=== Extracted entries ===

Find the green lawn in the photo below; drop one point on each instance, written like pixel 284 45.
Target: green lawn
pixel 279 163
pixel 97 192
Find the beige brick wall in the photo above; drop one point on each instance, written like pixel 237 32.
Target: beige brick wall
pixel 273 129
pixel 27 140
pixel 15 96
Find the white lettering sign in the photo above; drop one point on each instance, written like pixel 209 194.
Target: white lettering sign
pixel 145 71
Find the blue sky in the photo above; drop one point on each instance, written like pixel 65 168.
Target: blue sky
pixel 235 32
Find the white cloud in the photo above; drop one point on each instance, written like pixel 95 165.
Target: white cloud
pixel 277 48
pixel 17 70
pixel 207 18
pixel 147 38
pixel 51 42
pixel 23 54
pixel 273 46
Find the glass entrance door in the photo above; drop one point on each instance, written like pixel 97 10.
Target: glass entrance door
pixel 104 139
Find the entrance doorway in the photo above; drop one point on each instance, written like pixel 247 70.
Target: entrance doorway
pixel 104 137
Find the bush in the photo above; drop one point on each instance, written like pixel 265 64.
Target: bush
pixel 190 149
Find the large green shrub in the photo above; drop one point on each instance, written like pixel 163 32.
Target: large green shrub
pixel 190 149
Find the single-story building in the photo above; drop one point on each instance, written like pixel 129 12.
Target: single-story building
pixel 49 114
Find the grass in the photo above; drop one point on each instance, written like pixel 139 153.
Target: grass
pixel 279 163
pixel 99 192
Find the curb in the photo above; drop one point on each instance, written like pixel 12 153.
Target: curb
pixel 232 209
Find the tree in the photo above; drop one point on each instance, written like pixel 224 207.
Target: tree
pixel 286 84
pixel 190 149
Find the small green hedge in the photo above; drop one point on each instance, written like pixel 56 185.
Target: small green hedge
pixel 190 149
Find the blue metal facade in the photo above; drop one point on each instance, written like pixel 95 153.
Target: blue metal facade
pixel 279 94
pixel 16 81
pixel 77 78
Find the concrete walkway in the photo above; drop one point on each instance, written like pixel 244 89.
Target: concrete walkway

===

» **What to work on**
Write out every line of the entries that holds the word "concrete".

» **Solution**
Find the concrete walkway in the photo above; drop one point on each instance, written like pixel 244 89.
Target: concrete walkway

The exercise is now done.